• **SELECTED TEXT**:
------------

Design: Instance Operator

Instance Operator

Architecture

Frontend

Overview

The frontend of the controller responds to Kubernetes add, modify, delete operations. There is very good support for this in Go's kubernetes client interface, but other languages can also be used. If the controller is restarted, the event cache synchronizes itself with Kubernetes and throws synchronization ADDITION events.

Implementation

To ease the integration of the backend, the frontend is written in Java. It uses the fabric8 Kubernetes client. It also uses the microbean-controller-cache library to provide the implementation details of the Kubernetes controller interface.

It is strongly recommended to read Understanding controllers. It is fairly technical but clearly explains the various pieces involved in building and running a controller.

Backend

The backend of the controller is a lightweight version of SAM that covers the ADL -> Logical Model -> Topology Model -> Fuser -> AADL transformations. The initial PE count can be either arbitrary or passed to the backend as an argument through the Job description.

v5_pipeline

The backend role is double:

Generate a set of AADL from an initial ADL within Job submission request.
Regenerate a set of AADL using an existing ADL from a PE modification request.

The first role is expected to only happen once at Job submission time and is not necessarily time sensitive (although it should happen in a short enough time). The second role is expected to happen more often and reactively (eg. at the request of an external load balancer) and is therefore time sensitive.

------------

• **DATA EXCERPTS**:
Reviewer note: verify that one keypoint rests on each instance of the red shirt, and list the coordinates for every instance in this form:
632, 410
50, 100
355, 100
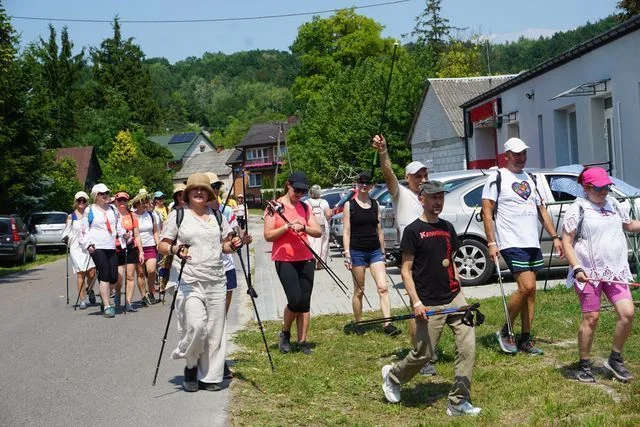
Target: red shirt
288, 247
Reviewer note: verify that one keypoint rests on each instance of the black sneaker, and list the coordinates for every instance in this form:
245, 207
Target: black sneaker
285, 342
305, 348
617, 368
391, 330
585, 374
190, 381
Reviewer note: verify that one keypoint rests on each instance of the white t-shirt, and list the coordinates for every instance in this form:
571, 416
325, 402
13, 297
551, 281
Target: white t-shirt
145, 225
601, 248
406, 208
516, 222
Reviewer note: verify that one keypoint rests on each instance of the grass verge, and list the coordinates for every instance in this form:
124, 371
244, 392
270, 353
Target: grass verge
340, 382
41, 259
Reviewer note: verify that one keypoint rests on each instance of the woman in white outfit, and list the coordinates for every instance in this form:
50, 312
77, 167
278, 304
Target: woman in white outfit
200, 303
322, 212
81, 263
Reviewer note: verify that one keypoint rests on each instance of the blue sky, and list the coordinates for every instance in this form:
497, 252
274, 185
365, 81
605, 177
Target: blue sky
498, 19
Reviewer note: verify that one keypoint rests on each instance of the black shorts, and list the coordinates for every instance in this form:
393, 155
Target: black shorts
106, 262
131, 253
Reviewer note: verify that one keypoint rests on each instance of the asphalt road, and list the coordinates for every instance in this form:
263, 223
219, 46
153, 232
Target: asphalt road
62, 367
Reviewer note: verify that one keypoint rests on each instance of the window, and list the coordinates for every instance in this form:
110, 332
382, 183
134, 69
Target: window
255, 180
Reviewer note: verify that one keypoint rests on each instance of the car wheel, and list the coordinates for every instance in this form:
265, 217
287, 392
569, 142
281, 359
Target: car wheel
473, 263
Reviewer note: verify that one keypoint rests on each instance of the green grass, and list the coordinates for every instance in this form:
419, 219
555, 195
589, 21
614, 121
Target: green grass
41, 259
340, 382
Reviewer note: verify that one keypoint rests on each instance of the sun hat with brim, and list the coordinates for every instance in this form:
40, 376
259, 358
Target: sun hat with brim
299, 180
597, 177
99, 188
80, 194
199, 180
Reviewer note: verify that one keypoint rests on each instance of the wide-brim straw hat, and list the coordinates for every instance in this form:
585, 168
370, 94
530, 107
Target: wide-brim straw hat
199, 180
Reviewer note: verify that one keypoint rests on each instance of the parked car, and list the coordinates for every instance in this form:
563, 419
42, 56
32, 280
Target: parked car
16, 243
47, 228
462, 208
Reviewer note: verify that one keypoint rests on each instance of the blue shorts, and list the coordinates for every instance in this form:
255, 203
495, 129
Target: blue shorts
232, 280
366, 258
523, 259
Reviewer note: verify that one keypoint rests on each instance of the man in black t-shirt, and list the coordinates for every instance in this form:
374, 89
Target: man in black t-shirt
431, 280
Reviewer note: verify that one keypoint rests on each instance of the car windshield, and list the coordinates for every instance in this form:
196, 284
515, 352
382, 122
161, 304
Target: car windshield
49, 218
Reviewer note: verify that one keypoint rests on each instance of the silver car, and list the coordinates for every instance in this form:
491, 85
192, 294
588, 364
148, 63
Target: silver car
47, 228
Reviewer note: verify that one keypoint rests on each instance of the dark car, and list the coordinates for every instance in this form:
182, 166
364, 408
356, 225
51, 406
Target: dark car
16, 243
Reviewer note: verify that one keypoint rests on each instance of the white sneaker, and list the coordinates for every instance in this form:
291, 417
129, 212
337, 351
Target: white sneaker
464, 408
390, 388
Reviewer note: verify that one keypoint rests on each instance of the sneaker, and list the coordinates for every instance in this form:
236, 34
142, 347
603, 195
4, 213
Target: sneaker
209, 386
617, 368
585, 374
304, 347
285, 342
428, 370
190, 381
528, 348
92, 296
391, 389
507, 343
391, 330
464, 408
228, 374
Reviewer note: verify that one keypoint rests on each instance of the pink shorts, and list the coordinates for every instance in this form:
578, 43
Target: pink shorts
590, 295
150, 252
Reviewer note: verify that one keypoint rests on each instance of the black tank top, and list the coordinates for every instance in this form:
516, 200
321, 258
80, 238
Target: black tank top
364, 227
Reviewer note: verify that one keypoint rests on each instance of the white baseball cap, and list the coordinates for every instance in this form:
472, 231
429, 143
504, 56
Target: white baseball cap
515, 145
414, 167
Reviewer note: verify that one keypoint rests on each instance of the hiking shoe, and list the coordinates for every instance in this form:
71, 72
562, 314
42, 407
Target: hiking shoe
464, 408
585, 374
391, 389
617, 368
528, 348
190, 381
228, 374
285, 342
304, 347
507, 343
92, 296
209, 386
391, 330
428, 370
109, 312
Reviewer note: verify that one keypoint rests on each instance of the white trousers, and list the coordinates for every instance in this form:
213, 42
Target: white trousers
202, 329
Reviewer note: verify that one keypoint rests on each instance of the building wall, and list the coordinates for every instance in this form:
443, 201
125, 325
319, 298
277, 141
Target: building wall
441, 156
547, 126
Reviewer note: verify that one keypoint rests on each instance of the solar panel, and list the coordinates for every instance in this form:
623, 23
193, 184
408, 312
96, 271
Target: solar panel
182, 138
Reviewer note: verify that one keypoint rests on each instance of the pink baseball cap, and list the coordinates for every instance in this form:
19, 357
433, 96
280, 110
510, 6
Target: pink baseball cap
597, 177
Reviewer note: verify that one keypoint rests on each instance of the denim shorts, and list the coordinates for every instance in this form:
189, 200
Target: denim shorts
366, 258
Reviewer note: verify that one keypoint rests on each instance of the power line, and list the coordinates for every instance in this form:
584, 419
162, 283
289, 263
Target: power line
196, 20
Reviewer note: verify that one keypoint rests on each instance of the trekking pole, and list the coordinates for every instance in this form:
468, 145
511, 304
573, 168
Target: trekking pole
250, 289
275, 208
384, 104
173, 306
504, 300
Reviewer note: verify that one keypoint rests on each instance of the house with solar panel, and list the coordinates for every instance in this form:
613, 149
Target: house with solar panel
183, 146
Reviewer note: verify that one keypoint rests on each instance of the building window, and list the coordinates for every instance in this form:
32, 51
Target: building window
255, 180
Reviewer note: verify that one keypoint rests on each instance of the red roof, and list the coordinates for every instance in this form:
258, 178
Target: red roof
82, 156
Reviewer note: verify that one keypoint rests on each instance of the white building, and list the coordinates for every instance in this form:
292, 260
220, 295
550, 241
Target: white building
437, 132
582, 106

------------

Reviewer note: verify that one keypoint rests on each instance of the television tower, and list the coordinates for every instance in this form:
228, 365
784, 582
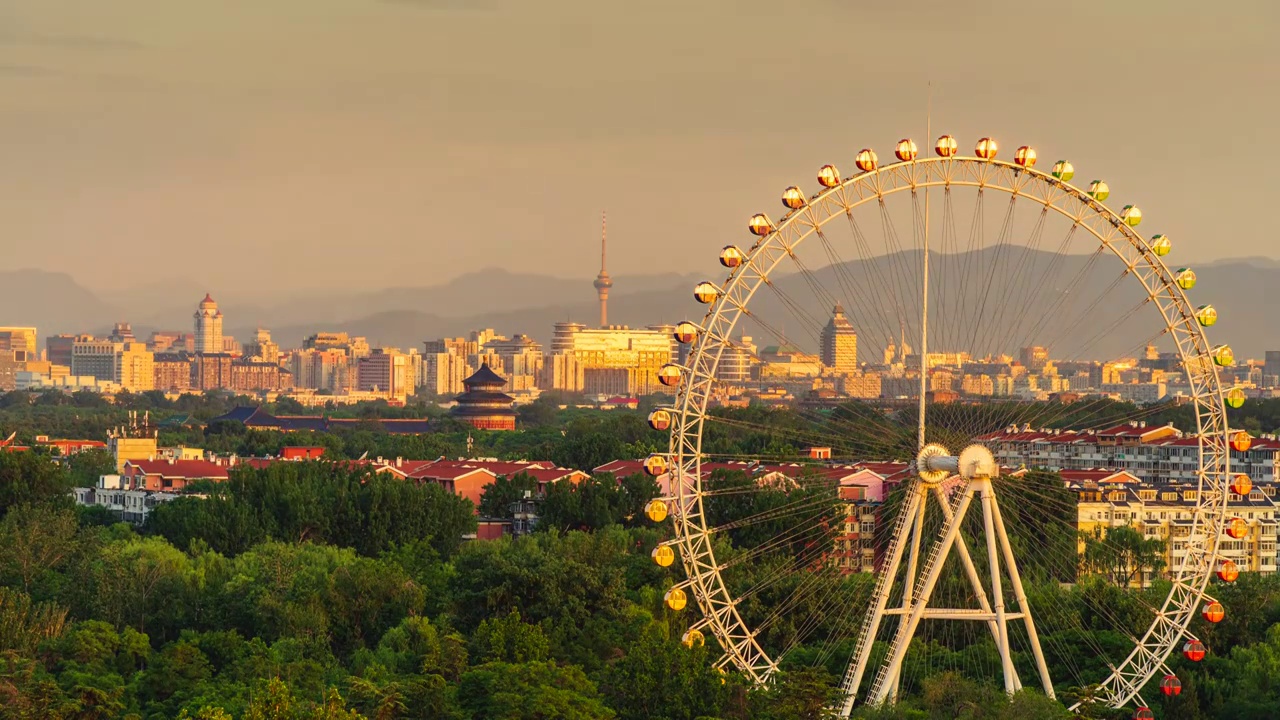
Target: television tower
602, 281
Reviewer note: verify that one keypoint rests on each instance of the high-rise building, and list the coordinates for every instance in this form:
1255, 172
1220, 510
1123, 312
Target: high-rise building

------------

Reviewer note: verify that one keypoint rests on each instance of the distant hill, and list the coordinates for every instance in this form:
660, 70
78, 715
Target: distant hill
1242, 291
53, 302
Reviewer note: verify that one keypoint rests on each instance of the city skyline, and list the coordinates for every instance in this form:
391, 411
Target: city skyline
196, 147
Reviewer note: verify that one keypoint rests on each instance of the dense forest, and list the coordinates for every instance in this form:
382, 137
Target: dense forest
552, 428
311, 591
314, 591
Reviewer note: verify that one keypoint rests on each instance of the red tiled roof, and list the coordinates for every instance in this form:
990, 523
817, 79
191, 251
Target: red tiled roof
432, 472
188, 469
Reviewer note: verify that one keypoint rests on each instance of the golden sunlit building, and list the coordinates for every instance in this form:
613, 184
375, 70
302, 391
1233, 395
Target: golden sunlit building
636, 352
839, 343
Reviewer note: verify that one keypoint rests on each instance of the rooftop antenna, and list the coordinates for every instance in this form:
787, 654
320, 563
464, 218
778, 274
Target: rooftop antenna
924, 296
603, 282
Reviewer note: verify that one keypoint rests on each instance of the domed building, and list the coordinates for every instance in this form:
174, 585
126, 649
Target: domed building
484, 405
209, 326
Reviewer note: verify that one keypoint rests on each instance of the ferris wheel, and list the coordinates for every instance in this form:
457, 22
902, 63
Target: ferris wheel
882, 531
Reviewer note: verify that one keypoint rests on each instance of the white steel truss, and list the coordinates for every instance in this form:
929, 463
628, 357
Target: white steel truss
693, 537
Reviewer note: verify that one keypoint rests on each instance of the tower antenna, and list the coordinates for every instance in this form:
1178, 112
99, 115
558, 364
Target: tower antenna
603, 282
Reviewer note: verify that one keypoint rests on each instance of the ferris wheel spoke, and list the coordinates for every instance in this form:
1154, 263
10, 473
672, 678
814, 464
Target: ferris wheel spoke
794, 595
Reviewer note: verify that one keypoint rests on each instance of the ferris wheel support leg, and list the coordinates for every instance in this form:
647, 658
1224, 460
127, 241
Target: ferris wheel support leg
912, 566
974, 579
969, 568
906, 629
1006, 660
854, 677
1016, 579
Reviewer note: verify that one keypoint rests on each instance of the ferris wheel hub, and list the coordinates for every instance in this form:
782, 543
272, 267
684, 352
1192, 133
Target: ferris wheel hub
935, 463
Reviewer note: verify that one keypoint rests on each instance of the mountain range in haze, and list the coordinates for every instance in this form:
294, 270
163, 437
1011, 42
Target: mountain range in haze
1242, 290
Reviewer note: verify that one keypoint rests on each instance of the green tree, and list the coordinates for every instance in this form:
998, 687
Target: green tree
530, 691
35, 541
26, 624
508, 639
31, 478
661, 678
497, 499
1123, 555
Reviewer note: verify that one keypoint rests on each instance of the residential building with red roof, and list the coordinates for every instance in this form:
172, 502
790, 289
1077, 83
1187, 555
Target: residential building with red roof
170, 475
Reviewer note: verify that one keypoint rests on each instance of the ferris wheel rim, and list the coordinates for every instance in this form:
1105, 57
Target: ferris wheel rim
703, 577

------------

• **TASK TO CARRY OUT**: Using the instance operator design, explain why the backend's second role is time sensitive but its first role is not. Answer in one to three sentences.

• **WRITTEN SOLUTION**: The first role, generating AADL from an initial ADL, is expected to happen only once at Job submission time, so it is not necessarily time sensitive, though it should still finish in a short enough time. The second role, regenerating AADL from an existing ADL after a PE modification request, is expected to happen more often and reactively, for example at the request of an external load balancer, so it is time sensitive.